— КРАТКОЕ ЗАДАНИЕ A —
Ответьте по отрывку о Кочаровском:
(i) Сколько примерно лет было Кочаровскому, когда его описал мемуарист?
(ii) Какой журнал издавал Лухотин в Петрограде?
(iii) В каком году вышла книга «Зарубежные пастыри»?
— КРАТКОЕ ЗАДАНИЕ B —
Дословно перепишите из отрывка о Кочаровском фрагмент между словами «Обладая задатками крупного» и «это выходит хуже.» включительно.

— ПРЕДОСТАВЛЕННЫЙ ОТРЫВОК —
§

Этот мемуарист — единственный, кто оставил нам развернутый портрет Кочаровского: «Маленький торжественный старичок, типичный представитель городской богемы <…> одинок, и имеет все привычки холостяка. Встает в два часа дня, любит бродить по кафе, кушает пирожные и запивает их содовкой. В кафе он тащит с собой учащихся — юношей и девиц, угощает их и развивает перед ними за мраморным столиком свои теории <…>. Карл Романович — наивный книголюб, исключительный чудак и безвреднейший человек»2. А ведь в свое время имя «богемного старичка» (ему тогда было около 55 лет, на 20 лет больше, чем мемуаристу) гремело в революционных кругах — он заслуженно считался одним из главных идеологов народников, а затем эсеров.
Обладая задатками крупного ученого, Кочаровский с младых лет посвящает жизнь русской крестьянской общине, по его мнению, истинному гаранту прогресса, пишет о ней новаторский трактат, с которым и входит в анналы истории. Пытается он заниматься и политикой, но это выходит хуже.
Пражские мемуары принадлежат перу Давлата Александровича Лухотина (1885—1942). Литератор и журналист, незадачливый издатель петроградского журнала «Экономист», Лухотин в 1922 году был выявлен самим Дзержинским как «белогвардеец», «пособник Антанты» и «растлитель молодежи», тут же арестован и выслан из Петрограда за границу. Несмотря на клеймо «белогвардейца», полученное от главы ЧК, высланный себя таковым не чувствовал и, защищая друзей, оставшихся в России, в особенности Горького и его окружение, прослыл в белой эмиграции «просоветским». Лухотин обосновался в Праге, где скромно сотрудничал в газете «Огни», журнале «Воля России» и «Записках» Института изучения России, руководимого Кочаровским с коллегами. Известно, что Лухотин принимал участие в собраниях русской интеллигенции, получивших название «Збраславские пятницы». Однако его попытки пристроить свои тексты в какие-то магистральные эмигрантские издания, да и вообще найти достойное место в диаспоре потерпели полный крах: беженцы подозревали в нем большевистского агента. Обескураженный журналист решил вернуться на родину, что ему было позволено сделать (не исключено, что за некие заслуги).
По возвращении из Праги Лухотин сразу сел за воспоминания, составленные им как литературные портреты, написал о Керенском, Милюкове, Струве и прочих эмигрантских вождях, полемически озаглавив свою книгу «Зарубежные пастыри». Несмотря на разоблачительный характер текста, ленинградской цензуре он не понравился и был опубликован только в 1992 году, спустя ровно полвека после кончины автора.

§

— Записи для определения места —
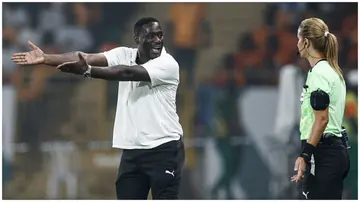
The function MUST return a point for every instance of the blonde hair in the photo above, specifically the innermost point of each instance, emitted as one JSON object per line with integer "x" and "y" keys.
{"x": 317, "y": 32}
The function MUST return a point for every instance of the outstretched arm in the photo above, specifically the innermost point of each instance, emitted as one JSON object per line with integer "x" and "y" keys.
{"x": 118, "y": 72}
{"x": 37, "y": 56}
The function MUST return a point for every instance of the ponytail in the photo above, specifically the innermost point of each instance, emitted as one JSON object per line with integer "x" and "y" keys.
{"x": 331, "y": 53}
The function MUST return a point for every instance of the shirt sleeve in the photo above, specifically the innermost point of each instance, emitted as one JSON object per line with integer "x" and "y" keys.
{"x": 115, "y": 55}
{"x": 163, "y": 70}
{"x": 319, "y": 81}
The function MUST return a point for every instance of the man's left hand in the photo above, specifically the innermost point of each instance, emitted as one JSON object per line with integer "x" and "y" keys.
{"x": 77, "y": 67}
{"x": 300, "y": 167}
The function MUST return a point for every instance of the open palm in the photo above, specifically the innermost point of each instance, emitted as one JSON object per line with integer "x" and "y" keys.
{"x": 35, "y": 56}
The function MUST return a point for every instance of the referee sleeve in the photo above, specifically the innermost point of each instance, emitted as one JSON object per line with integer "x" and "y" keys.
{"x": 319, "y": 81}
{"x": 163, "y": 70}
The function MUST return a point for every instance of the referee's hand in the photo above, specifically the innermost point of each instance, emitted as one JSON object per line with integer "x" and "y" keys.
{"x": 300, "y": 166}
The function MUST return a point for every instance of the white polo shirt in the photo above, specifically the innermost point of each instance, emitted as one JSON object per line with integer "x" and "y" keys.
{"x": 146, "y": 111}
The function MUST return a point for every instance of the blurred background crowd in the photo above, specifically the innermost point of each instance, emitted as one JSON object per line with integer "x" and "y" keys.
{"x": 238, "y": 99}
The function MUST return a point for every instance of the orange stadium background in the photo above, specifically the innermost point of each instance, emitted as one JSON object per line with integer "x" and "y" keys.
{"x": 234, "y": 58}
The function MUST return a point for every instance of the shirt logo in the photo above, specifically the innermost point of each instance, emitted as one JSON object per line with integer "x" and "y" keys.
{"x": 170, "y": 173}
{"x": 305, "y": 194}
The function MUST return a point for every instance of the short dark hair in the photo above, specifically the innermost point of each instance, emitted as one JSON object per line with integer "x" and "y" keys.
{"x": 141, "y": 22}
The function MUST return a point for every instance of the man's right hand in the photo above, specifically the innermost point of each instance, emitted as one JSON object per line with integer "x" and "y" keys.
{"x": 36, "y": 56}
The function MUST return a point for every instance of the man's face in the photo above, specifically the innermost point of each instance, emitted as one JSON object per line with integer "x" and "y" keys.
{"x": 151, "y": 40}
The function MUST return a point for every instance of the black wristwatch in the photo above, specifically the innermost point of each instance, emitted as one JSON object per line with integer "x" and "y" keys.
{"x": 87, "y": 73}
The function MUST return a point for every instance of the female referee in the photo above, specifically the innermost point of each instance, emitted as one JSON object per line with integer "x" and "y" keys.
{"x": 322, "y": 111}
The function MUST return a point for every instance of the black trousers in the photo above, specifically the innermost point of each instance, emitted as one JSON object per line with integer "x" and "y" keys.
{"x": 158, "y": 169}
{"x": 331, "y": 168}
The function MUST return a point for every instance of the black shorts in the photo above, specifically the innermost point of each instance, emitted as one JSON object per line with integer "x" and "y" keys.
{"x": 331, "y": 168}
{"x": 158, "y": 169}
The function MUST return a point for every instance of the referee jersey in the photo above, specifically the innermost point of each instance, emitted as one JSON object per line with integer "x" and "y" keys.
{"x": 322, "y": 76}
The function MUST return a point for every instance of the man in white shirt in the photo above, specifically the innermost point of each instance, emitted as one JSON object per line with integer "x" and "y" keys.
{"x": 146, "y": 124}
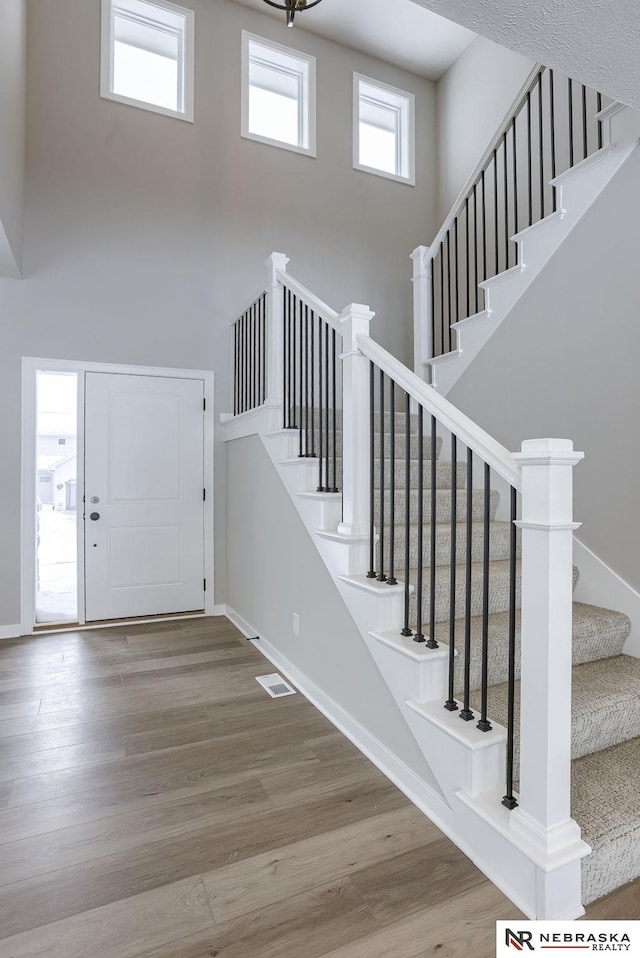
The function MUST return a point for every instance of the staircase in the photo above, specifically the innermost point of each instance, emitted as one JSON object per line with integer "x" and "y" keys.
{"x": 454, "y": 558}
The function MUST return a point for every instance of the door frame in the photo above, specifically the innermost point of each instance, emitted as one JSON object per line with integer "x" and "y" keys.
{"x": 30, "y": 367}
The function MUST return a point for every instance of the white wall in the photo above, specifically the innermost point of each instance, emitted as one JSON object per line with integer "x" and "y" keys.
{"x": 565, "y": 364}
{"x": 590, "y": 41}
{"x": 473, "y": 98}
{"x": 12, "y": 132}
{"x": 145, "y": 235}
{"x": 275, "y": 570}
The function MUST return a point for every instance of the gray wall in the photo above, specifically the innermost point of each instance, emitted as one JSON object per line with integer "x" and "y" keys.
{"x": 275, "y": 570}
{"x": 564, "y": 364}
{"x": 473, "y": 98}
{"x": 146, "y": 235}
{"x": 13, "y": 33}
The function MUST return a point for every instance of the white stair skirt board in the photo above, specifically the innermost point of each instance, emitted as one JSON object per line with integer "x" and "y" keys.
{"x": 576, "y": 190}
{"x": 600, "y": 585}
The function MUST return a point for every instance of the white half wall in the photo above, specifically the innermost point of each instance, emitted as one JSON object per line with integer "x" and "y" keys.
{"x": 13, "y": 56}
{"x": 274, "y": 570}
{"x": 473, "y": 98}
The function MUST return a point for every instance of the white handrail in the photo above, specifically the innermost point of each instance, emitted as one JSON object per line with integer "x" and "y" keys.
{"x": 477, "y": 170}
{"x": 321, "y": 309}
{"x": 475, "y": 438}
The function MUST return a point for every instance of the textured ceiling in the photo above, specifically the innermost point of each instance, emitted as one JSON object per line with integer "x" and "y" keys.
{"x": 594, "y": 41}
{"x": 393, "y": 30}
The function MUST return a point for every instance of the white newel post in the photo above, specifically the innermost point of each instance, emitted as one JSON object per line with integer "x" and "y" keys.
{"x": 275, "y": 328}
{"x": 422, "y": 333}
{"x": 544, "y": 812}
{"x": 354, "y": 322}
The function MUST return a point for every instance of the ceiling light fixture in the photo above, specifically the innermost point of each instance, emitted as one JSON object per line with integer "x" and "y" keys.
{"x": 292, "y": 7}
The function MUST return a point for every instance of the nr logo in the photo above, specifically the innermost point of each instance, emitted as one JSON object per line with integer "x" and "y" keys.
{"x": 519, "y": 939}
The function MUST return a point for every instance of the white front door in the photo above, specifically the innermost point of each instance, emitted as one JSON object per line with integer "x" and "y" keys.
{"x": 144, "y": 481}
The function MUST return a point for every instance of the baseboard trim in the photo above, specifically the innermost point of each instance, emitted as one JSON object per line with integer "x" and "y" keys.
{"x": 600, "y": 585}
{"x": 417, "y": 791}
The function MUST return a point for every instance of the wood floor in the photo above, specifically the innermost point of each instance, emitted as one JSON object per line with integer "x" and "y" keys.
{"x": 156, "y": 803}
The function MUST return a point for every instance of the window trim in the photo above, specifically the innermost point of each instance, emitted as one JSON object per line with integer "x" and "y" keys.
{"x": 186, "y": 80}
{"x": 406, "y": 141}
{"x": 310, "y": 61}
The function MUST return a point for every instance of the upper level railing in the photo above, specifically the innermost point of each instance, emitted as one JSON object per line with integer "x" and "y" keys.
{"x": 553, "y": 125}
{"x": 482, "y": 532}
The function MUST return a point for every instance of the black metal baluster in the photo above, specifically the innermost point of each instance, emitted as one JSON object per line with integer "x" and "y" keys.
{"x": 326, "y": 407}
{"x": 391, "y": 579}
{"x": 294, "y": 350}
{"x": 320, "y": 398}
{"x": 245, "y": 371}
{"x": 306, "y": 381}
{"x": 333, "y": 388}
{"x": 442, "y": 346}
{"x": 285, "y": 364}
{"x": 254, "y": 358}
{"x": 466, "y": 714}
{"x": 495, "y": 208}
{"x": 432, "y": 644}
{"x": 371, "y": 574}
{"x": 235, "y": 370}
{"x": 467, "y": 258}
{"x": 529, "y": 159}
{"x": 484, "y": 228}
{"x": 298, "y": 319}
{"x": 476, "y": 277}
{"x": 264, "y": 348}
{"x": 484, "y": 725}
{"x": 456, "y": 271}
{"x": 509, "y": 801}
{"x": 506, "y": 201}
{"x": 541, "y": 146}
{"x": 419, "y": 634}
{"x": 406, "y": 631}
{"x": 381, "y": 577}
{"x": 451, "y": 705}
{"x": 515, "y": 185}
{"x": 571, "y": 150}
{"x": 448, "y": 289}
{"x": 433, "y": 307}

§

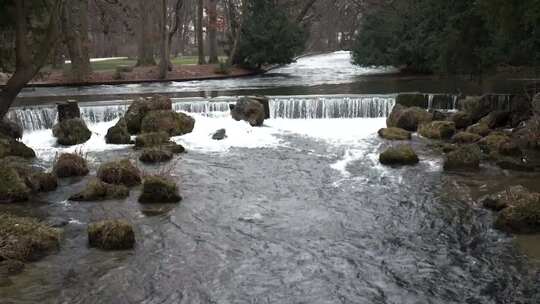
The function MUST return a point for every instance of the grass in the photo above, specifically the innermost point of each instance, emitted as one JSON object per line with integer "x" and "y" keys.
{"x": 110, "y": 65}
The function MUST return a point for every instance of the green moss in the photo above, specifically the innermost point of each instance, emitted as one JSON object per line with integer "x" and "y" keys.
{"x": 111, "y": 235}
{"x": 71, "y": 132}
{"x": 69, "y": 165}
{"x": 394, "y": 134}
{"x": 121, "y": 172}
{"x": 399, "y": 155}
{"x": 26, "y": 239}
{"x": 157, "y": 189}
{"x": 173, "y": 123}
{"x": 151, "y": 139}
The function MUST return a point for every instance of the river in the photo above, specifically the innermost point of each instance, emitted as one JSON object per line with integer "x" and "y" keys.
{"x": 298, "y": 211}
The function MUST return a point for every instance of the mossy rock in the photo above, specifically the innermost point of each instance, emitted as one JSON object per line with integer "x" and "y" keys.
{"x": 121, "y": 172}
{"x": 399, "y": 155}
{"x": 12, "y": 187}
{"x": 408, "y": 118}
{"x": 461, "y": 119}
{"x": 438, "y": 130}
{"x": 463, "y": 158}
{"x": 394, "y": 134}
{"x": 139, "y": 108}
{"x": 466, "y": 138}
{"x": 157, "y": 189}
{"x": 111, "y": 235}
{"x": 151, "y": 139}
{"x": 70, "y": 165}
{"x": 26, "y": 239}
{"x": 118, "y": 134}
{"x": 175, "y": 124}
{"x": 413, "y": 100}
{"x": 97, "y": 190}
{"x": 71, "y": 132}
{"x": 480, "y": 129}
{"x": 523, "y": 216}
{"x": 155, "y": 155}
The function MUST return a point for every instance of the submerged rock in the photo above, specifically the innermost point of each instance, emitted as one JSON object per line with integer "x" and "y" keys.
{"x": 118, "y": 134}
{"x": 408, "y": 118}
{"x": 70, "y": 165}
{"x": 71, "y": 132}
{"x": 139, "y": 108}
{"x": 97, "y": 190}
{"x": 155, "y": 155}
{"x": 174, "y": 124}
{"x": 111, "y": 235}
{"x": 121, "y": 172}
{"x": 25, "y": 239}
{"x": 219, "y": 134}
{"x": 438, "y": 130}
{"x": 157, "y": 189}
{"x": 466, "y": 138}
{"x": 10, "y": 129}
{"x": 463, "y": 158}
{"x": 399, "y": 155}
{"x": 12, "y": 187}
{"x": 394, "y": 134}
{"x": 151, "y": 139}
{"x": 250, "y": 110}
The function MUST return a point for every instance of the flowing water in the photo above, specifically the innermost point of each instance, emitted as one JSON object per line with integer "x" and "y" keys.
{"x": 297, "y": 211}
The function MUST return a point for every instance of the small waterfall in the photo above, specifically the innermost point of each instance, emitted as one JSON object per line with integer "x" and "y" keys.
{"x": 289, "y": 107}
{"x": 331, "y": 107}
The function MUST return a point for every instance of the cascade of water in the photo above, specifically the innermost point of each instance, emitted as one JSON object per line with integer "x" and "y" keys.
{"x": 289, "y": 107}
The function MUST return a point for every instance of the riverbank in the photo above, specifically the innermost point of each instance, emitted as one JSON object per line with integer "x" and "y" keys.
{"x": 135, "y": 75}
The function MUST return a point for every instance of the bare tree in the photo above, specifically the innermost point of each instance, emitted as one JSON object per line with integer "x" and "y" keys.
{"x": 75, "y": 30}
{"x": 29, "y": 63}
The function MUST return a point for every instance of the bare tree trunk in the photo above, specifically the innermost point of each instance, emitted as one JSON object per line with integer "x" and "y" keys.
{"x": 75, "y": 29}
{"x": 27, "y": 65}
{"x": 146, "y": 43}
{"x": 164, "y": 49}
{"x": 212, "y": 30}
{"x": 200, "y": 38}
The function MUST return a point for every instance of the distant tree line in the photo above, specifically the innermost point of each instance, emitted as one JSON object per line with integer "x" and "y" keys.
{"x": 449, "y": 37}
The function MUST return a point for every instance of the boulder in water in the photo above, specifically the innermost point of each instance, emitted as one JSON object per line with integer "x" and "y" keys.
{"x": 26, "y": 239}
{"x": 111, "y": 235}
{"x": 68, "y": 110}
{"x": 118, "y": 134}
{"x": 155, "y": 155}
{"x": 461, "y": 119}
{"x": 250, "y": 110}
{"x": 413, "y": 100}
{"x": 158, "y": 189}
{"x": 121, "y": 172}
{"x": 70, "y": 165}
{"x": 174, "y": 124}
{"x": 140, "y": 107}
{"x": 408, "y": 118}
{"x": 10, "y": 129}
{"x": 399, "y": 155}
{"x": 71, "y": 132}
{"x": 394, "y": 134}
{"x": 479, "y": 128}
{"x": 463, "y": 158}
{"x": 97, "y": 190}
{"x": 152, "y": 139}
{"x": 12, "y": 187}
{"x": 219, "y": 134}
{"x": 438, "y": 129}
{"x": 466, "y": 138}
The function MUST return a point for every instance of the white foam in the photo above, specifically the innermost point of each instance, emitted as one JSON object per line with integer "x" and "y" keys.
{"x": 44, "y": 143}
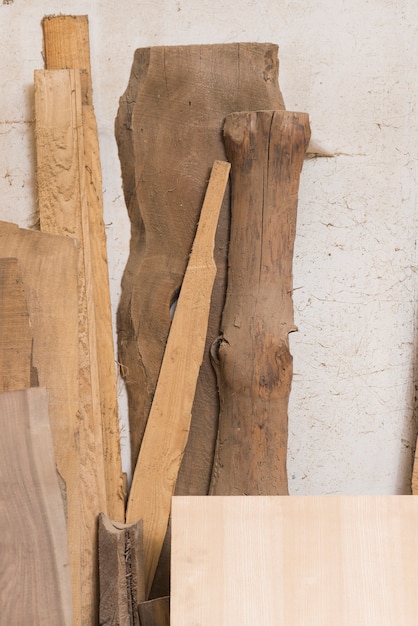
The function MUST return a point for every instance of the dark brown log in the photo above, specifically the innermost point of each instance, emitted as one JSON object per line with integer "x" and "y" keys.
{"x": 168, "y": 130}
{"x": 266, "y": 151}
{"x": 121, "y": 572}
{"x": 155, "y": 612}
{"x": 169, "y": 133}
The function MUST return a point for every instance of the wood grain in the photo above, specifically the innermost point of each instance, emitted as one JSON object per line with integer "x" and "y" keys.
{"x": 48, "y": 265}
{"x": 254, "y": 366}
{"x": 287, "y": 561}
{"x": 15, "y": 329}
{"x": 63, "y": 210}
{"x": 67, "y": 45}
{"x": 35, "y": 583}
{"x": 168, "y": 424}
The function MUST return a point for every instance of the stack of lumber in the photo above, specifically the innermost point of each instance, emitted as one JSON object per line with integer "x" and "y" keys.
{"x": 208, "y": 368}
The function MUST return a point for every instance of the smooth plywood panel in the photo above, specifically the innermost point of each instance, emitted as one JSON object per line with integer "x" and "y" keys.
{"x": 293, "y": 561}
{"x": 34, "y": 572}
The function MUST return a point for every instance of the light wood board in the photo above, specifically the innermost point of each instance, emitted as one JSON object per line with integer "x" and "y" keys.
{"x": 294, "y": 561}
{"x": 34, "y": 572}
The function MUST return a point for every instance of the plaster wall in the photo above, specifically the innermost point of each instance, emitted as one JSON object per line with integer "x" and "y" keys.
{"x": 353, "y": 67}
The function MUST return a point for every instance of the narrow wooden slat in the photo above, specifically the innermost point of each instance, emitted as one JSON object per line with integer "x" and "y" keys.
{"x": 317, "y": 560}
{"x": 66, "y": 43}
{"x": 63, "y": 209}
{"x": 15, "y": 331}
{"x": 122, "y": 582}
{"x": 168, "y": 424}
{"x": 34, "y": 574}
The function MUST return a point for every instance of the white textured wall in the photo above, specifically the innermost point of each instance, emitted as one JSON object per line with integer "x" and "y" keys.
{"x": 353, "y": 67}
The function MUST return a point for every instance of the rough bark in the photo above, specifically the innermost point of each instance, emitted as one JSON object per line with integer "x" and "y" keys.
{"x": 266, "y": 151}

§

— ПОЛНОЕ РЕШЕНИЕ A —
(i) Около 55 лет.
(ii) «Экономист».
(iii) В 1992 году.

— ПОЛНОЕ РЕШЕНИЕ B —
Обладая задатками крупного ученого, Кочаровский с младых лет посвящает жизнь русской крестьянской общине, по его мнению, истинному гаранту прогресса, пишет о ней новаторский трактат, с которым и входит в анналы истории. Пытается он заниматься и политикой, но это выходит хуже.